GOAL | Write out each line exactly as it stands, please.
[start GIVEN RECORDS]
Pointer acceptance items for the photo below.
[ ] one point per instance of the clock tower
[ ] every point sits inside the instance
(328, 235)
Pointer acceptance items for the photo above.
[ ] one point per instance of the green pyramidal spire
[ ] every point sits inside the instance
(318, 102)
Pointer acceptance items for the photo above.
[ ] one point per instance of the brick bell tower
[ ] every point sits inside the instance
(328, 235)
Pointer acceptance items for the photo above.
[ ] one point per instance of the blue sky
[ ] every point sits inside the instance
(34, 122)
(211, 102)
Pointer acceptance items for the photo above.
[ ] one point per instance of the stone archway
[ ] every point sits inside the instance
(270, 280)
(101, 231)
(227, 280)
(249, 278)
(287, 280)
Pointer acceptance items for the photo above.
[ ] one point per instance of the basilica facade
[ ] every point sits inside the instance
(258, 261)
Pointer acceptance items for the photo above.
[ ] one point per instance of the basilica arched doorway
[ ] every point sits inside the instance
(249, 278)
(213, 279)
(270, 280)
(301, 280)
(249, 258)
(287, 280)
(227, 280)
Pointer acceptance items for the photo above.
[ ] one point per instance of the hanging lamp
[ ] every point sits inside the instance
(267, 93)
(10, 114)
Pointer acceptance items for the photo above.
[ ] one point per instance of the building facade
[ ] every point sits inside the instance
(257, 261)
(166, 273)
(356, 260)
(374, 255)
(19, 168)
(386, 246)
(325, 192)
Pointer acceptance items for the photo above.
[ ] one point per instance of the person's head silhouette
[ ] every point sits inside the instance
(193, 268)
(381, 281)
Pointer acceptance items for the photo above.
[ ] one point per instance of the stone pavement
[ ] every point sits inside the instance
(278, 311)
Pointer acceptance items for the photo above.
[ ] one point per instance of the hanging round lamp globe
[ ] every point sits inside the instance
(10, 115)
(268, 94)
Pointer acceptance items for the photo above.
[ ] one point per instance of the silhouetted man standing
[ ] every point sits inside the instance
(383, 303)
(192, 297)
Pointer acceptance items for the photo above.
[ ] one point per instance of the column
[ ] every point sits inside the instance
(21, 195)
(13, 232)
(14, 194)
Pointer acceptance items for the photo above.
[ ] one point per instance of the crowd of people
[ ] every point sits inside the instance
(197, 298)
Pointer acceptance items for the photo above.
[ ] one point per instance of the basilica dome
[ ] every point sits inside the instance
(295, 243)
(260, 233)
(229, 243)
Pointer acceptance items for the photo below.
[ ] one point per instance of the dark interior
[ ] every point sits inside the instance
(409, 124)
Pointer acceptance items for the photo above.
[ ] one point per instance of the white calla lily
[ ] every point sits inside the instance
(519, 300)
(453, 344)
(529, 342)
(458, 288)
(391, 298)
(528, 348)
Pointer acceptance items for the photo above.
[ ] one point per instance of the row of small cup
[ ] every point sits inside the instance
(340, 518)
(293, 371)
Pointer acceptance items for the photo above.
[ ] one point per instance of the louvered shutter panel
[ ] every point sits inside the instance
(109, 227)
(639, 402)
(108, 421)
[end GIVEN RECORDS]
RESPONSE BELOW |
Pointer acceptance items for the photo below.
[ ] one point per instance of the clock tower
[ ] every point sits inside the instance
(328, 235)
Pointer acceptance items for the photo above.
[ ] one point per instance of the green pyramidal spire
[ ] every point sits inside the instance
(318, 102)
Pointer acceptance items for the photo above.
[ ] one point per instance of the brick bell tower
[ ] every point sits inside the instance
(328, 235)
Pointer acceptance items for the photo above.
[ ] one point per instance of the blue sky
[ ] every point sits inside the instance
(34, 122)
(211, 102)
Pointer acceptance items for the photo above.
[ ] one point per instance of the stone archway
[ ] every point sits inside the instance
(270, 280)
(101, 231)
(227, 280)
(249, 278)
(287, 280)
Pointer acceptance items for the photo above.
[ ] one point per instance of the basilica facade
[ ] every point sits inside the instance
(258, 261)
Pointer acceptance items for the photo above.
[ ] one point per instance of the basilica arched doorway
[ ] every point sits inside the instance
(249, 278)
(213, 279)
(270, 280)
(301, 280)
(249, 258)
(287, 280)
(227, 280)
Pointer acceptance items for the photo above.
[ ] one point per instance of the hanging lamp
[ ] every point sits inside the instance
(267, 93)
(10, 114)
Pointer acceptance items for the photo above.
[ ] one point per instance of the building facade
[ ] every point sits inside the instance
(257, 261)
(166, 273)
(356, 260)
(374, 255)
(19, 168)
(386, 246)
(325, 192)
Pointer acceptance items for the photo above.
[ ] one point per instance of the person's head silhouette
[ ] every point sits inside the instance
(193, 268)
(381, 281)
Pointer acceptance items for the photo above.
[ ] one point per instance of the stone pavement
[ ] every point sits inside the instance
(278, 311)
Pointer acceptance items for the photo above.
[ ] one point per instance of the hanging round lamp globe
[ ] every point sits inside the instance
(10, 115)
(268, 94)
Pointer acceptance items for the photo above.
[ ] one point per instance of the silhouetted man standing
[ ] every point sits inside the instance
(383, 303)
(192, 297)
Pointer acceptance items for the photo above.
[ ] one point per instance of the column
[ ] every point sits inside the instance
(21, 195)
(13, 232)
(14, 194)
Pointer acceptance items for the photo above.
[ ] one point per instance of the crowd of people
[ ] every point sits inside the instance
(197, 298)
Pointer acceptance items for the photo above.
[ ] one point per instance of the basilica dome
[ ] every point sits inside the instance
(295, 243)
(260, 233)
(229, 243)
Pointer acceptance items for the photo below.
[ ] one point per instance of the dark interior
[ ] every point sits inside the instance
(409, 124)
Pointer acceptance items for the photo above.
[ ] one point per instance of the white calla lily
[ ] every point sits inside the instance
(519, 300)
(453, 344)
(529, 342)
(458, 288)
(391, 298)
(528, 348)
Pointer acceptance items for the photo above.
[ ] one point per instance of the row of small cup
[ ] every point sits inside the instance
(340, 518)
(293, 371)
Pointer acceptance items for the photo above.
[ ] one point per instance of the louvered shutter panel
[ ] every point sits inside the instance
(109, 227)
(639, 402)
(108, 421)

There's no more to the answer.